_TUGAS YANG DIPERLUKAN_.
1/ Sebutkan semua ranah yang menurut kutipan pilihan tentang kebaikan sosial seharusnya dijangkau secara merata oleh kebaikan.
2/ Teruskan kutipan pilihan tentang kebaikan sosial mulai setelah kalimat terakhirnya.

Syahid bin Syahid

Written By Amoe Hirata on Selasa, 13 November 2012 | 20.38

              Menjadi orang baik itu bagus, tapi menjadikan orang lain ikut baik, itu lebih bagus. Menjadi shalih itu bagus, tapi menjadi mushlih(membuat perbaikan sosial) itu lebih bagus. Kaidah fiqhiyah mengajarkan kita nilai penting berupa: al-Khairu al-muta`addi khairun min al-qaashir(Kebaikan yang berdampak sosial lebih baik dari pada kebaikan individual). Kebaikan seharusnya tak hanya dinikmati oleh individu, ia harus mengimbas pada ranah sosial. Alangkah indahnya jika kebaikan itu merata baik itu pribadi, keluarga, masyarakat, hingga negara. Karena itulah ada ungkapan: Jangan hanya menjadi shalih secara pribadi, jadilah shalih secara sosial. Kenyataan ini mengingatkan kita pada mutiara hadits Rasulullah shallallahu `alaihi wasallam berupa: Khairu an-Naasi, `anfa`uhum li an-Naasi (manusia terbaik ialah yang manfaat sosial kemanusiannya paling banyak). Inilah yang menjelaskan rahasia penting kenapa para pahlawan itu terasa masih hidup di tengah-tengah kita, karena kontribusi kebaikan yang ditinggalkan mereka begitu besar ketimbang kesalahan dan kekhilafan mereka. Ini juga yang menjelaskan pada kita mengapa orang bisa diberi gelar sebagai pahlawan.

_DATA_.

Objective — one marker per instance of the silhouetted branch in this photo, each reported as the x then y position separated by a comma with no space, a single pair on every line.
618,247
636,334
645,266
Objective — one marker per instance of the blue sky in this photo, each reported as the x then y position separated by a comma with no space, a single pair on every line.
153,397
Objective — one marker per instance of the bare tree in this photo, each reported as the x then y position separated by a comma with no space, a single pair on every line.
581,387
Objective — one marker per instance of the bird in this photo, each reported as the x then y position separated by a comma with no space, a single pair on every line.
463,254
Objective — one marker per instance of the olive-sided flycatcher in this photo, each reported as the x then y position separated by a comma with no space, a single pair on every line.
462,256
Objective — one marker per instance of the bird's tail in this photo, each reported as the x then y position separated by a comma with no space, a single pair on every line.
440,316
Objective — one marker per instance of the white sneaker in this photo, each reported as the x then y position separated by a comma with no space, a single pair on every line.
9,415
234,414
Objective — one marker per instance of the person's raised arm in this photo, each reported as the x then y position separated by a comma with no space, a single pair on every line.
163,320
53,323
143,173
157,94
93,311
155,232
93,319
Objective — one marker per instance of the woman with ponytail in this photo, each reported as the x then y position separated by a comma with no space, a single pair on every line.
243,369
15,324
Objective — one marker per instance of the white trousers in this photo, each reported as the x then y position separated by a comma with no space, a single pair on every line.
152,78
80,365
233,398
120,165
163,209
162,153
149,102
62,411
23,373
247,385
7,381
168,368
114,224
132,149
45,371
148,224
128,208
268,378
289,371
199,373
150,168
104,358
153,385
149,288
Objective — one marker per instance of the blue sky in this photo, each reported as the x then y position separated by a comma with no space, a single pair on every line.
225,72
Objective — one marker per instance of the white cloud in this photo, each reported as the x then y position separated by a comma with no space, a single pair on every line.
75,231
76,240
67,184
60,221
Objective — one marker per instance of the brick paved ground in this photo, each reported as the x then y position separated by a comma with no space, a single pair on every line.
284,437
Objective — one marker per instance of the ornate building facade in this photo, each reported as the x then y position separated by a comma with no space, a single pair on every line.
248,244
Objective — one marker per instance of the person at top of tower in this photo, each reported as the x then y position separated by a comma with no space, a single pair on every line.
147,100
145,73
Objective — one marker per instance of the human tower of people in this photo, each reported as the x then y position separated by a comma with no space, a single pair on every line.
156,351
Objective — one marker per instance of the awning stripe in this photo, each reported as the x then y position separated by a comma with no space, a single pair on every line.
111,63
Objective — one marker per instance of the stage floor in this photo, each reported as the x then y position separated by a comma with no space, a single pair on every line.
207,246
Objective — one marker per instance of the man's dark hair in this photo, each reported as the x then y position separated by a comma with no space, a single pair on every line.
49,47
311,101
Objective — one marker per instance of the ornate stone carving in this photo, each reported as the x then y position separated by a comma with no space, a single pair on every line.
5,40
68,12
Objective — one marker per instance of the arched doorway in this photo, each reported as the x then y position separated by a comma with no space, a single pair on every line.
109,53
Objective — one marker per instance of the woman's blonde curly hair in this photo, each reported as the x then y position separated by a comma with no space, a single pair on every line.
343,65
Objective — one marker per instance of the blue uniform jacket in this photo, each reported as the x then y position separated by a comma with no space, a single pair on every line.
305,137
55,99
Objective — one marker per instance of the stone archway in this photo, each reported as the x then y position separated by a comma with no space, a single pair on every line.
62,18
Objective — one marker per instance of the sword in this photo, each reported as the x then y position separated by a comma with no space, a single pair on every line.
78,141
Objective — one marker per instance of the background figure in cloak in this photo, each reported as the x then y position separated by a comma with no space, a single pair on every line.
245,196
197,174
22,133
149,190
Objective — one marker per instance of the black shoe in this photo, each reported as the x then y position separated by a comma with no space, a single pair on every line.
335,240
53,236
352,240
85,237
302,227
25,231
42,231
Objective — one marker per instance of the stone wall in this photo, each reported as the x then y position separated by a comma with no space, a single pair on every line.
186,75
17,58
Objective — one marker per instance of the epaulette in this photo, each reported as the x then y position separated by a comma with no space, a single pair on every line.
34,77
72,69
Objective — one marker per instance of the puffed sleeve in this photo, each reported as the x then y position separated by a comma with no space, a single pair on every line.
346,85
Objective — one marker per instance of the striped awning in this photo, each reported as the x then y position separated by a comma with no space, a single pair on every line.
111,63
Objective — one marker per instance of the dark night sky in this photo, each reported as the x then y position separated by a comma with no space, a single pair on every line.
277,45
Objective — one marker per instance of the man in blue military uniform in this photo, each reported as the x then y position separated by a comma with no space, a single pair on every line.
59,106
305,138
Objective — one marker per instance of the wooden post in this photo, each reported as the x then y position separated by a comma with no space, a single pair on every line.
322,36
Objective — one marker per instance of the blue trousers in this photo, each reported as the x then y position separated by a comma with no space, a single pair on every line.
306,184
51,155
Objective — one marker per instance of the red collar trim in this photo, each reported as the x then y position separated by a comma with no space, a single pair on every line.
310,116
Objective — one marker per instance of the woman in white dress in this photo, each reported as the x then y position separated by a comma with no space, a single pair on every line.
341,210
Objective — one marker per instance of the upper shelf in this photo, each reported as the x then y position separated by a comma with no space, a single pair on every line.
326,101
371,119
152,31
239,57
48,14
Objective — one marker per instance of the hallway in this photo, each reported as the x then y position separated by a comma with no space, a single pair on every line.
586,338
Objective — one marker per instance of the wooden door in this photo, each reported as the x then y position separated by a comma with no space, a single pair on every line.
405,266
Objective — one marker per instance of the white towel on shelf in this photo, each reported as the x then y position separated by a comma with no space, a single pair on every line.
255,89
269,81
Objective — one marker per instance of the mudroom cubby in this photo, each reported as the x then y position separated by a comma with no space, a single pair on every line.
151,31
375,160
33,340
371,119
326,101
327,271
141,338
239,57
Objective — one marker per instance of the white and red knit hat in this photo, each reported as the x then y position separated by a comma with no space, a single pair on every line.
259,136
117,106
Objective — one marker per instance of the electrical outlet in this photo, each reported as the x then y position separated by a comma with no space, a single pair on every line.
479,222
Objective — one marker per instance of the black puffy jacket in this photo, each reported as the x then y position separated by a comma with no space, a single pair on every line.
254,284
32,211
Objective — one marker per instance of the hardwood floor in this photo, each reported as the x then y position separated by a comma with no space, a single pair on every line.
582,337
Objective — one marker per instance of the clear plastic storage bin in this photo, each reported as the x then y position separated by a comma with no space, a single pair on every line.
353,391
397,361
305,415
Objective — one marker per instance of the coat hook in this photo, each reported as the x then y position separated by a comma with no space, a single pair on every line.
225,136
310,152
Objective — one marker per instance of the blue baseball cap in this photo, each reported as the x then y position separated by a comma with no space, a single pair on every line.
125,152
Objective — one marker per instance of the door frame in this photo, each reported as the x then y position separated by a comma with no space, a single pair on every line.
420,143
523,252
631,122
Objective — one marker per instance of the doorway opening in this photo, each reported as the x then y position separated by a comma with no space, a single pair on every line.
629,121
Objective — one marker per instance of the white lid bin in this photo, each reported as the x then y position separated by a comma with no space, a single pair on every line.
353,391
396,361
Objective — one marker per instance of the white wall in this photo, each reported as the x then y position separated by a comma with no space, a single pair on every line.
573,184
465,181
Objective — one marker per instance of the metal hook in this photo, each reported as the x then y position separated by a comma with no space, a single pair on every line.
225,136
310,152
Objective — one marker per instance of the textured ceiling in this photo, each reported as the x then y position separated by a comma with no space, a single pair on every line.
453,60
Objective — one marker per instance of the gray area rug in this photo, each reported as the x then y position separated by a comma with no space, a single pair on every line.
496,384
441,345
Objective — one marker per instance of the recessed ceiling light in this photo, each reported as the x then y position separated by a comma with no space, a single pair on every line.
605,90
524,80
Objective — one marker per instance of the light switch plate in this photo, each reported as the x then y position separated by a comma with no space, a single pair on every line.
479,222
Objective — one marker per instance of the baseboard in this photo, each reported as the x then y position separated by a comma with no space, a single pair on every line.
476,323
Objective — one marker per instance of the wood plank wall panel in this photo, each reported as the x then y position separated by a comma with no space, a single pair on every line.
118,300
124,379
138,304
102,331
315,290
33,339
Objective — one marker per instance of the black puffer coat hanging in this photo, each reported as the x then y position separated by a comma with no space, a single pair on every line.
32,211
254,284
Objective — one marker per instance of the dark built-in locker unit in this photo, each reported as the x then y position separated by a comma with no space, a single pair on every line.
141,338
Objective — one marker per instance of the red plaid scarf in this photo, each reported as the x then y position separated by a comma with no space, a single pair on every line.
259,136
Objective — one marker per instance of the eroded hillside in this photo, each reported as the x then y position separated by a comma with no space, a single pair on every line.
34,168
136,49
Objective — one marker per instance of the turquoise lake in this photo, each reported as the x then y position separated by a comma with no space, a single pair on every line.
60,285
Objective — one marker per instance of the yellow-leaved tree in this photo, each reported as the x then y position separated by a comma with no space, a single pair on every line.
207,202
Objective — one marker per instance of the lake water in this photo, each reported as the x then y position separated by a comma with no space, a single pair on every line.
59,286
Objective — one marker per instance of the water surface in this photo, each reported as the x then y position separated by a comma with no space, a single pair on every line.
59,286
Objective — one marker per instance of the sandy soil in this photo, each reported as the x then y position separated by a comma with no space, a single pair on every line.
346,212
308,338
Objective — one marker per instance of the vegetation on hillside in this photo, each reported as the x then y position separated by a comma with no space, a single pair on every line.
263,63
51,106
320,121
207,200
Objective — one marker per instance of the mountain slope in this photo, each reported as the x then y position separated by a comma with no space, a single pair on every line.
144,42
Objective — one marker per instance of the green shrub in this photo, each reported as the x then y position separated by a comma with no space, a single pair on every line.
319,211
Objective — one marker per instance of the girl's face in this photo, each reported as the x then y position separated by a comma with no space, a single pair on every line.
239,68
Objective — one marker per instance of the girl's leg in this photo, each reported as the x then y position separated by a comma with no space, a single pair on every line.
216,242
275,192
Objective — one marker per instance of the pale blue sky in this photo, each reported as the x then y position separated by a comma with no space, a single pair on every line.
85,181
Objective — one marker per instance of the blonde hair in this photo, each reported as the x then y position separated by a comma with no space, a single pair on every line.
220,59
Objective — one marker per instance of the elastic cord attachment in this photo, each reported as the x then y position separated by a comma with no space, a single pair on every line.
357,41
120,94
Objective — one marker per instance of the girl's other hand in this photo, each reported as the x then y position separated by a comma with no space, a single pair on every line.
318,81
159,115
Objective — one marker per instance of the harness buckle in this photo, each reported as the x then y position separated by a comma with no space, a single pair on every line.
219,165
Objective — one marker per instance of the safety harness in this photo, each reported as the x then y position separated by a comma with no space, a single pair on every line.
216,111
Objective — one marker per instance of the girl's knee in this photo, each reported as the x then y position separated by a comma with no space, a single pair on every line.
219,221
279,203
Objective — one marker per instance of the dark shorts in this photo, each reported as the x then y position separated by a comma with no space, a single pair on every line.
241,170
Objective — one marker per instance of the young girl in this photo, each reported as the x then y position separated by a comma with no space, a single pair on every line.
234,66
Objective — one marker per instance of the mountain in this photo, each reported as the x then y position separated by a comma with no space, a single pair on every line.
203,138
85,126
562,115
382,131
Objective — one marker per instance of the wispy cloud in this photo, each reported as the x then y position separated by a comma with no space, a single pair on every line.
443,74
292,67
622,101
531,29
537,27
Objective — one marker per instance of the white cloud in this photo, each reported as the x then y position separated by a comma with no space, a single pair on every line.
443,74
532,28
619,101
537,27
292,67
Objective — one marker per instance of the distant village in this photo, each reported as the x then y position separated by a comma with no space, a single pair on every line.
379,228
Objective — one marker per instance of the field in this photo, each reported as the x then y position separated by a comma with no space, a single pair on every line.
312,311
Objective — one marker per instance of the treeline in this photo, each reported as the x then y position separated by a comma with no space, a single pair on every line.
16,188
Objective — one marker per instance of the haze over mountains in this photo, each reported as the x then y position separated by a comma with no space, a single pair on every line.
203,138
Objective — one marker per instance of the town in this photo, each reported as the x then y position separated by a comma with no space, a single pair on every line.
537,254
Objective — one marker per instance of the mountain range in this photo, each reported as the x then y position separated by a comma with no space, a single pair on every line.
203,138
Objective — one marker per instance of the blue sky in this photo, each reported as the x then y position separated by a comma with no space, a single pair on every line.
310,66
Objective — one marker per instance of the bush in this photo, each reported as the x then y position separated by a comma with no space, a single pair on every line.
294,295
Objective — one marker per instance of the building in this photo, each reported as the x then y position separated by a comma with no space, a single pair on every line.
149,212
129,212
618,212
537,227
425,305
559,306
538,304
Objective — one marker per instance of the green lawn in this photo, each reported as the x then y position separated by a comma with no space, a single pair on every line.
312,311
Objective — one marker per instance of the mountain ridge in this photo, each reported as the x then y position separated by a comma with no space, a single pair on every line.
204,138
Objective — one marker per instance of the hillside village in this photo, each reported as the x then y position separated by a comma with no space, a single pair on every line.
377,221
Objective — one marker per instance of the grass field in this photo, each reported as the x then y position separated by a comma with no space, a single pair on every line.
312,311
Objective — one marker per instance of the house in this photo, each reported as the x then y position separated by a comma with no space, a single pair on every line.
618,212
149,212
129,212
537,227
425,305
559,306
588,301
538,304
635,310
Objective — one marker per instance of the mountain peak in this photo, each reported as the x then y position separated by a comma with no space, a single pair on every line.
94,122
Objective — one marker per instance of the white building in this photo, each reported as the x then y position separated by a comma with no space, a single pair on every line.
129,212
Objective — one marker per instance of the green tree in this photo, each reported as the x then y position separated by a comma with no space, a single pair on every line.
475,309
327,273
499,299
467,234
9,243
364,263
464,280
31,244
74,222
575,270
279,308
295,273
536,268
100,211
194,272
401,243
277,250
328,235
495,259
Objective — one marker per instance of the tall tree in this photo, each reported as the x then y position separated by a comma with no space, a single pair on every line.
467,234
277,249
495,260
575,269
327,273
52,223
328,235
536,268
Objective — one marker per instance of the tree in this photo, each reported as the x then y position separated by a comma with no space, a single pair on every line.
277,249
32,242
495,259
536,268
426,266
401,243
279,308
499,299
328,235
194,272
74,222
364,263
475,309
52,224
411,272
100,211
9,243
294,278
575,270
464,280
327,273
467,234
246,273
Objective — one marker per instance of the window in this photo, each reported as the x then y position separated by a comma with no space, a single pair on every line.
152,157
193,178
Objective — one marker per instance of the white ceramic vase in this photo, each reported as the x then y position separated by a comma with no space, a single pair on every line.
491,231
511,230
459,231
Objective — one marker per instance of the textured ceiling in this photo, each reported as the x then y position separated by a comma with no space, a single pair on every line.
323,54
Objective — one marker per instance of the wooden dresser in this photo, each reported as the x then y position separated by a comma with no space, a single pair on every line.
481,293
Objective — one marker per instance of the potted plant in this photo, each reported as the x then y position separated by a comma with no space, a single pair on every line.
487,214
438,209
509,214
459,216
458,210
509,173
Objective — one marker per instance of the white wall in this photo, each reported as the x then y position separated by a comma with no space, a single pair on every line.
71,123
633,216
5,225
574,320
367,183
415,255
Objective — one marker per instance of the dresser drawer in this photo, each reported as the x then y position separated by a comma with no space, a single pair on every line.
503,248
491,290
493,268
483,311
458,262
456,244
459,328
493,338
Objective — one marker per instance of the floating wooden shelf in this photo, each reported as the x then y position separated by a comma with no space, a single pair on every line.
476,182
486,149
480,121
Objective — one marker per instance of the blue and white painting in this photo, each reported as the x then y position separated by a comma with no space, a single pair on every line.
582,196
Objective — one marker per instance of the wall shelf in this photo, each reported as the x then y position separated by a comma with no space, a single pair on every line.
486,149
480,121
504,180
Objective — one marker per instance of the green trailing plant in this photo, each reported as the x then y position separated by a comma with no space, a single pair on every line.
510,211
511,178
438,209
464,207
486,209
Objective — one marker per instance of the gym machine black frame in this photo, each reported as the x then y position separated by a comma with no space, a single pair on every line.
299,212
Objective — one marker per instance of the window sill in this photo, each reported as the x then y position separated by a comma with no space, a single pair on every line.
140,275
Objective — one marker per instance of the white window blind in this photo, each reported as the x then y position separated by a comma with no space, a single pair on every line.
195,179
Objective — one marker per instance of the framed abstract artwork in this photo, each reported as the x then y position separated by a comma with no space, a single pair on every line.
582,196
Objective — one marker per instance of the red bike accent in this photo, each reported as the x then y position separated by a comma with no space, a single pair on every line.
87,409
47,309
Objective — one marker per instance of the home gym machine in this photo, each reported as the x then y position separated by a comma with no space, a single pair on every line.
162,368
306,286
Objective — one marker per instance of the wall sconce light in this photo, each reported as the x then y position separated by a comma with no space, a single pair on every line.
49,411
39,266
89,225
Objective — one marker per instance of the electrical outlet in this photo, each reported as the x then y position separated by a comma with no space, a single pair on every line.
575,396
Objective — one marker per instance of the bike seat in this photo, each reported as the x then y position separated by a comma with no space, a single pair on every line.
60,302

_JAWABAN_.
1/ pribadi, keluarga, masyarakat, negara

2/
            Rasulullah shallallahu `alaihi wasallam selalu menginginkan kebaikan kepada umatnya. Beliau tak mau kebaikan hanya berhenti pada dirinya. Beliau menginginkan semua umat manusia mendapatkan kebaikan. Keteladanan beliau ini sangat membuat sahabat-sahabatnya terkesan. Di antara mereka yang terkesan ialah salah seorang dari suku Daus, namanya at-Thufail bin `Amru ad-Dausi. Ketika Thufail mengunjungi Makkah, para gembong kafir Qurays berusaha menghalang-halanginya berinteraksi dengan Nabi. Disampaikanlah padanya isu-isu negatif tentang Nabi. Dikatakan bahwa Nabi sangat berbahaya. Kata-katanya laksana sihir yang mampu membuat masyarakat terpecah belah. Thufail tidak boleh dekat-dekat Nabi, supaya tak terpengaruh dengan ucapannya. Namun suatu ketika takdir Allah mempertemukannya dengan Nabi. Dari kejauhan Thufail mendengar bacaan Nabi. Ia berusaha menutup telinganya sesuai dengan saran orang kafir Qurays. Tetap saja dia bisa mendengar suara Nabi. Akhirnya ia membuat keputusan: Buat apa aku sumpal telingaku, aku ini kan penyair, kalau kata-katanya baik maka akan aku ikuti, tapi jaka jelek maka akan aku campakkan. Ketika telinga dibuka, tiba-tiba ia mendengar kata-kata yang sungguh mengesankan, sampai akhirnya ia datangi Rasulullah hingga masuk Islam.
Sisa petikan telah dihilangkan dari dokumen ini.